People rely on a nearly infinite range of products in their everyday lives, such as home appliances, computers, automobiles, and even clothing. A defect or dangerous condition in any of these products could cause serious injury. So that people do not have to spend every waking moment worrying about the safety of everything they touch, our legal system has devised several mechanisms to protect consumers from dangerous or defective products in the marketplace. Product safety laws establish guidelines for products before they ever become available to the public, in the hope of preventing injuries from occurring at all. Companies may issue a recall of a product known to be dangerous or defective, or the government may order a recall. If an injury does occur due to a dangerous or defective product, the law of products liability provides the injured party with a means to hold the manufacturer, distributor, or seller of the product liable.
Breach of Warranty vs. Product Safety
Product safety laws generally apply to products that have been determined to have a defect or dangerous condition that affects all or many of the units of the product. If a product is defective, but the defect is unique to that particular unit, the purchaser might have a claim for breach of warranty.

* Work request 1
Retype the part of the product safety text that opens with the words containing "Breach of Warranty vs." and closes with "breach of warranty.".
* Work request 2
In the product safety text, what claim might a purchaser have when a product's defect is unique to that particular unit?
The data that comes next has no connection to the product safety text.

* Study material
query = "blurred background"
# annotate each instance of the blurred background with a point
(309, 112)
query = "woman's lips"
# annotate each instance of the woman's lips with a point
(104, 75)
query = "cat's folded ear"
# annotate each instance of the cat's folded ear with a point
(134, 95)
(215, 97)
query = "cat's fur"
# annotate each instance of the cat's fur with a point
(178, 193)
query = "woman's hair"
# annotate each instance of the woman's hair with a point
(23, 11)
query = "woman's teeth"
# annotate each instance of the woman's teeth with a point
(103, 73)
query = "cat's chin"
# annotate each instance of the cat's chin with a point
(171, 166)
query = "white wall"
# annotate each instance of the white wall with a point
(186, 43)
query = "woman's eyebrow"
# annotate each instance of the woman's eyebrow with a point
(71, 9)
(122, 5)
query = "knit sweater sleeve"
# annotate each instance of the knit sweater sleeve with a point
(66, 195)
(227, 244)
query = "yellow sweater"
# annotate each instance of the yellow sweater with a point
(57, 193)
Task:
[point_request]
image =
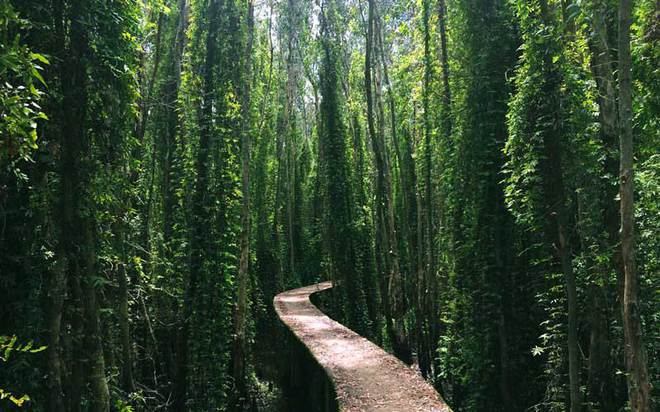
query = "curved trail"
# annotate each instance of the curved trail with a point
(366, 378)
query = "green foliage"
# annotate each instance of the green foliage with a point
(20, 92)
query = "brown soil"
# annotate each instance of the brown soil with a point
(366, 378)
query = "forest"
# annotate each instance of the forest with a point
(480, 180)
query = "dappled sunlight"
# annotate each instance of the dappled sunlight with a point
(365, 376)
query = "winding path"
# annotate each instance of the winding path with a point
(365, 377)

--

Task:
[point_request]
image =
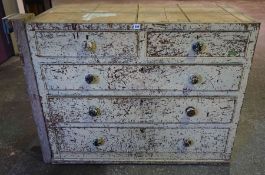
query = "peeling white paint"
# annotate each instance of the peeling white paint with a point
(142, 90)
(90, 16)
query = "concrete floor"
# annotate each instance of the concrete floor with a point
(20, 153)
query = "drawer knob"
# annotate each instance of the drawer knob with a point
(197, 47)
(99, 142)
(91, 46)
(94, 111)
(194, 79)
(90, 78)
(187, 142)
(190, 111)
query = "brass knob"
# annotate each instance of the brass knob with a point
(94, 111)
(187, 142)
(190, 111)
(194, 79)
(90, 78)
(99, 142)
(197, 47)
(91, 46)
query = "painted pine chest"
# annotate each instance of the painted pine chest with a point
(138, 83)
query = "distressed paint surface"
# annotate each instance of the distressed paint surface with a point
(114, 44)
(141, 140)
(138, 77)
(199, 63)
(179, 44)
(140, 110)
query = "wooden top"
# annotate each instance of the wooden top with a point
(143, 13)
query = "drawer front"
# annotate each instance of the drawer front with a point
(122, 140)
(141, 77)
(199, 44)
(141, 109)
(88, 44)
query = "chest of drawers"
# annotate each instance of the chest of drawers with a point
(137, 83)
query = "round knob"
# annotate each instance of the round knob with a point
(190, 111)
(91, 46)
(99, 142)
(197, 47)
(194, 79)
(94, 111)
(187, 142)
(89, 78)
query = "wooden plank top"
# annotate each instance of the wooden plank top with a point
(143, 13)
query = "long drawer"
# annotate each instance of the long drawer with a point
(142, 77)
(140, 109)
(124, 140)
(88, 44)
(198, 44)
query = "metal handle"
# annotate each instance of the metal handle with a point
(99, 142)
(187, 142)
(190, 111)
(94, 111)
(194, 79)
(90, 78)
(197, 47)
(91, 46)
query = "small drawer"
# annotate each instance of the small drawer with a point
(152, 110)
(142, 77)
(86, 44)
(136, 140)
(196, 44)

* Exercise result 1
Breach of Warranty vs. Product Safety
Product safety laws generally apply to products that have been determined to have a defect or dangerous condition that affects all or many of the units of the product. If a product is defective, but the defect is unique to that particular unit, the purchaser might have a claim for breach of warranty.

* Exercise result 2
A claim for breach of warranty.